**SHORT PROBLEM:**
Report each line of the material below that contains the word "post".

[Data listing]
>>>

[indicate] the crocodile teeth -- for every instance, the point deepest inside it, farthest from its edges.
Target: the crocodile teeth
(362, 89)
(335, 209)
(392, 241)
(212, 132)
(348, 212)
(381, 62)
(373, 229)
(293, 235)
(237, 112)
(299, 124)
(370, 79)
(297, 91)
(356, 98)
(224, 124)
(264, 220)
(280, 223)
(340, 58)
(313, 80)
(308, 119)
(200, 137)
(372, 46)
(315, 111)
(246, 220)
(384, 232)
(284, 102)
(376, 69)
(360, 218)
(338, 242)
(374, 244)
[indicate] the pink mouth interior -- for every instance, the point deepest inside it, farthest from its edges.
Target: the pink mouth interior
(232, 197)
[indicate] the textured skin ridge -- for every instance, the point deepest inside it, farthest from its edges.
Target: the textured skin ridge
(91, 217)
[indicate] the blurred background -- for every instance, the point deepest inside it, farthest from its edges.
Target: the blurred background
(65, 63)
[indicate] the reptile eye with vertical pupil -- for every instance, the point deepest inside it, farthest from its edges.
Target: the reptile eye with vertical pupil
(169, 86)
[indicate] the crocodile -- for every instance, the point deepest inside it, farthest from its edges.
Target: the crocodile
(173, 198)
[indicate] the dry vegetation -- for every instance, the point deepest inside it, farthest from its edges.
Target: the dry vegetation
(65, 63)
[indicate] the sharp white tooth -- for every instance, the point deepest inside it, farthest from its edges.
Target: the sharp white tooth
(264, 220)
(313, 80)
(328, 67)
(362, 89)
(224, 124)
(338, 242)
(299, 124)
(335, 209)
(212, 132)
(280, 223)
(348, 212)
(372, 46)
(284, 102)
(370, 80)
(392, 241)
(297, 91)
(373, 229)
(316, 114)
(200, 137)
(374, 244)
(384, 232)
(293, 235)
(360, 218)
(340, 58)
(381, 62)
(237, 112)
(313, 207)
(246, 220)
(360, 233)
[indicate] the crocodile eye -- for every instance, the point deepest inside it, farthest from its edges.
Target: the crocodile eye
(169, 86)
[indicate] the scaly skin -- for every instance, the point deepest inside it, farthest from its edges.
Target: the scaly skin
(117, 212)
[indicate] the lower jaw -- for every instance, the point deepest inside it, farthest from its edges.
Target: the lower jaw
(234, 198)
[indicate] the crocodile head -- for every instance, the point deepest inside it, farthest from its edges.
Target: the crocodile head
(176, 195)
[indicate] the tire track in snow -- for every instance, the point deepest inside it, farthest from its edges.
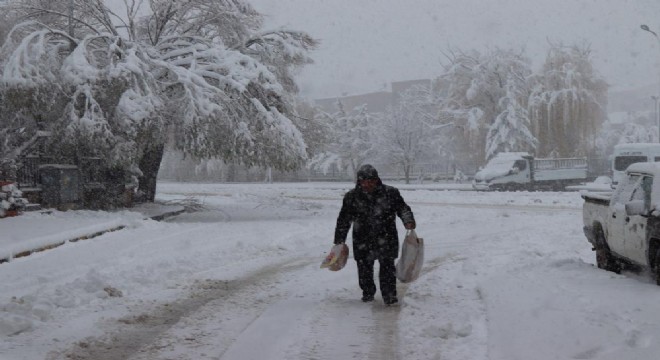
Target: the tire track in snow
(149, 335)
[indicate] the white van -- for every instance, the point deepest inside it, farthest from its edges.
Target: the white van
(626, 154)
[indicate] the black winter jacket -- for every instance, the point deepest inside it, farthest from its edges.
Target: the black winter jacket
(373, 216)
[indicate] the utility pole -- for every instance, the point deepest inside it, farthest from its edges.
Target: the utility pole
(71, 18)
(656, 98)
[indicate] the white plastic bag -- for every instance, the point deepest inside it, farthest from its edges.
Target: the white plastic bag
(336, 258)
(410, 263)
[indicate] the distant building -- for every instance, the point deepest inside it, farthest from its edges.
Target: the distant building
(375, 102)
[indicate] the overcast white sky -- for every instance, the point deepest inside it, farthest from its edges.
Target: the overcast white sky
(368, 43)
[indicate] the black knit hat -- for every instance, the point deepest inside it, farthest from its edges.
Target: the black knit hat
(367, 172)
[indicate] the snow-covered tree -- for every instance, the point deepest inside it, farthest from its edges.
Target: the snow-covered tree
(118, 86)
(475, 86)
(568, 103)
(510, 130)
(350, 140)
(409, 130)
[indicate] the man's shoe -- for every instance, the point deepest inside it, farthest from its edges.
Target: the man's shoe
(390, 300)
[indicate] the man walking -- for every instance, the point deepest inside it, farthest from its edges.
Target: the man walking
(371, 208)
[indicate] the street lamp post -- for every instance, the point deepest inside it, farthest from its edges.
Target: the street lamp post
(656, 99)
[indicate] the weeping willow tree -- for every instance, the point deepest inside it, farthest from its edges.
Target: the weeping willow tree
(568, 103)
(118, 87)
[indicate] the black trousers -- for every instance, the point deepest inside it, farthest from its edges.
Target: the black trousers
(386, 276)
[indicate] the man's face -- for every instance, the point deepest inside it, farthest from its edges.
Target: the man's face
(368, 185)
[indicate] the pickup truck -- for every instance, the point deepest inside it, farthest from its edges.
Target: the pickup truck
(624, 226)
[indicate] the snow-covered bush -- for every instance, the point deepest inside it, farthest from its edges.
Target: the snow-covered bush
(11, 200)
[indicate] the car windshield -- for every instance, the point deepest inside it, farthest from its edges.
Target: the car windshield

<<<
>>>

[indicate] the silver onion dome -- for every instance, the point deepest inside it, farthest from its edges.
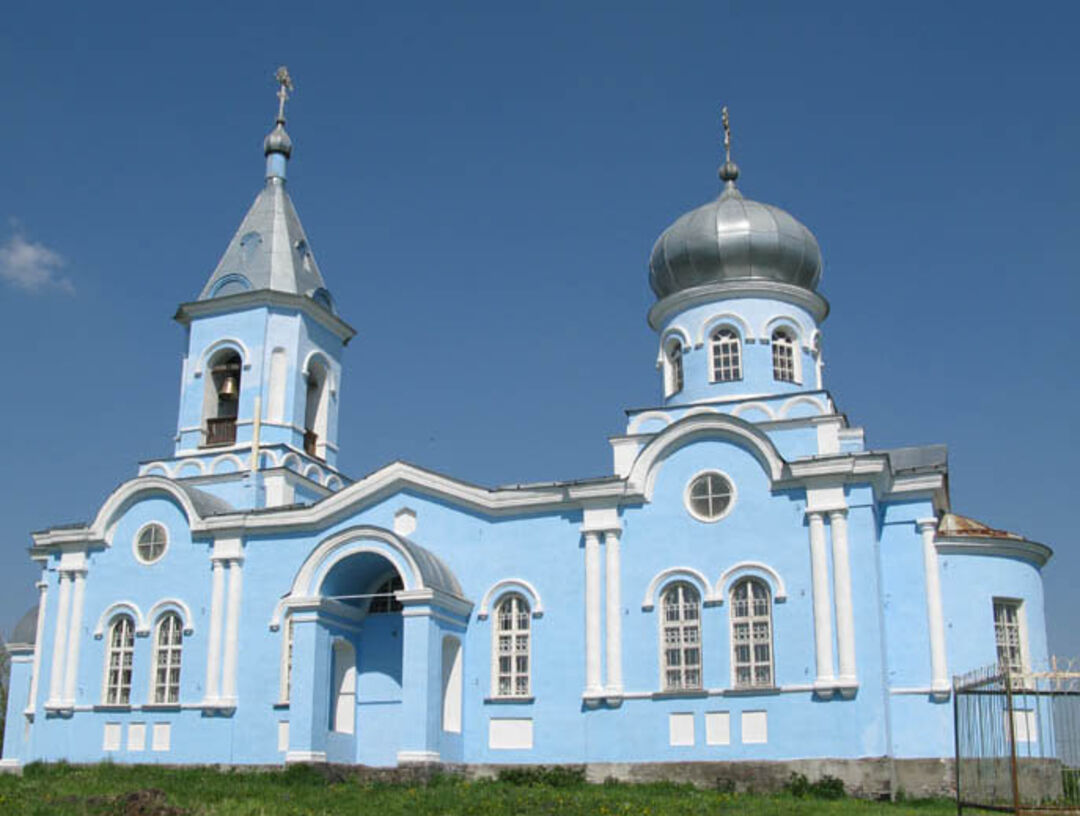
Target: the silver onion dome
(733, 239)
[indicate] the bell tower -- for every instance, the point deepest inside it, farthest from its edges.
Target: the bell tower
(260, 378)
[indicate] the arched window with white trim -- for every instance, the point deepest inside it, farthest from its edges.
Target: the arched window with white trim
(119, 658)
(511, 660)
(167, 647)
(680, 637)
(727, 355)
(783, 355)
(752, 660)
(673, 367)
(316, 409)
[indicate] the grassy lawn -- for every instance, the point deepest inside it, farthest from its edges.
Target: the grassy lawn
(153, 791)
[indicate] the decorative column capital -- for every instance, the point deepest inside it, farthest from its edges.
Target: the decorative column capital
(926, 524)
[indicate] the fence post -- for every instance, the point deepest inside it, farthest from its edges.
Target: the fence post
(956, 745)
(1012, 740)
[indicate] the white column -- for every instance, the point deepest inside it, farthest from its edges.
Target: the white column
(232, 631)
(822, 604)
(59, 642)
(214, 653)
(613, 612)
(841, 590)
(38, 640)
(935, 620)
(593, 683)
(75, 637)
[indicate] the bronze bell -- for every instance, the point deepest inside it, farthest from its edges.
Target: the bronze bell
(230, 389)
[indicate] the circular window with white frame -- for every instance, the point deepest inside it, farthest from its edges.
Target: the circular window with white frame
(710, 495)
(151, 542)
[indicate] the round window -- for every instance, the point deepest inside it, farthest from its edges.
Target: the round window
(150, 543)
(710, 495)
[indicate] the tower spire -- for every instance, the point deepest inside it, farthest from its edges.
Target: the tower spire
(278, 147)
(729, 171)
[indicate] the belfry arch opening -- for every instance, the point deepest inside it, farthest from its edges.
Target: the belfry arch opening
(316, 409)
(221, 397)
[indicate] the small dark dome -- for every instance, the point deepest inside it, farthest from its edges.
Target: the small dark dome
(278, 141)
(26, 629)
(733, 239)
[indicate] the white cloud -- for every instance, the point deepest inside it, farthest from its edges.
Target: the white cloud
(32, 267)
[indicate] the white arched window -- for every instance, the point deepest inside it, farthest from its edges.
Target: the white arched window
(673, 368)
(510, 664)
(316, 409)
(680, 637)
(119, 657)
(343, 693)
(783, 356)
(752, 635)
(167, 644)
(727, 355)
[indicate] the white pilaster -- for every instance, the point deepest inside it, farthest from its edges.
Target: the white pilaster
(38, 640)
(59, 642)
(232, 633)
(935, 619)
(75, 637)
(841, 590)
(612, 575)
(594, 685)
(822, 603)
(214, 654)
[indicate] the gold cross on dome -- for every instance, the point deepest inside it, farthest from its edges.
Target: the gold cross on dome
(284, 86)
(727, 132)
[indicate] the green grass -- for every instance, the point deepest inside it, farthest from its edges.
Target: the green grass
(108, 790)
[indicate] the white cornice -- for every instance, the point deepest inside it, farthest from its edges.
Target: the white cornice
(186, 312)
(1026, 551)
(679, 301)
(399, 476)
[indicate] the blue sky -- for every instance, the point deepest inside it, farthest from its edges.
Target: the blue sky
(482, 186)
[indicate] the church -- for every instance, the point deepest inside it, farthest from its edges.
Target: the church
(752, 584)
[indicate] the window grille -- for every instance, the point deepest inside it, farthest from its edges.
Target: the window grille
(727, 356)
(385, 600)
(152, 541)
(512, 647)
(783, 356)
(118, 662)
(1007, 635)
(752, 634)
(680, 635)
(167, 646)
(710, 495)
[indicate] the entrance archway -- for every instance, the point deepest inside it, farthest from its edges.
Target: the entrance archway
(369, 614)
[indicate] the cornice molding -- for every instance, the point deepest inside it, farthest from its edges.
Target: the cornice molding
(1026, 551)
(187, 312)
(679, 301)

<<<

**RESPONSE TO THIS TASK:**
[indicate] the street lamp post -- for every instance, the point deepest inside it, farthest from its edges.
Target: the street lamp post
[indicate] the fence post -- for every instance, the point deepest inside it, farthest from its edges.
Target: the fence post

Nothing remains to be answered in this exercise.